WHAT YOU ARE ASKED TO DO: Extract every line of the listing below and reproduce each one character for character.

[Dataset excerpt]
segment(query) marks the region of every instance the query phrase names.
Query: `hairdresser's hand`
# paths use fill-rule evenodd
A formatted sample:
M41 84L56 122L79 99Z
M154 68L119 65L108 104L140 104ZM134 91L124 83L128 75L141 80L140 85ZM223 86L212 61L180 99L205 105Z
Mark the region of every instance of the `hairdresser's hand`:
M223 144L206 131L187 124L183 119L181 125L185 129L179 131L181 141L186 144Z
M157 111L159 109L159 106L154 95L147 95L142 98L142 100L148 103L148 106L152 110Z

TASK SOLUTION:
segment(query) marks the region of every instance the query phrase names.
Query: `hairdresser's hand`
# paths use fill-rule evenodd
A formatted sample:
M41 84L56 122L79 99Z
M154 68L119 65L108 104L140 104ZM134 91L124 83L128 75L141 80L140 85ZM223 86L212 61L180 99L205 105Z
Mark the region of every instance of the `hairdresser's hand`:
M223 144L206 131L187 124L183 119L181 125L185 129L179 131L181 141L186 144Z
M157 111L159 109L159 106L154 95L147 95L142 98L142 100L148 103L148 106L152 110Z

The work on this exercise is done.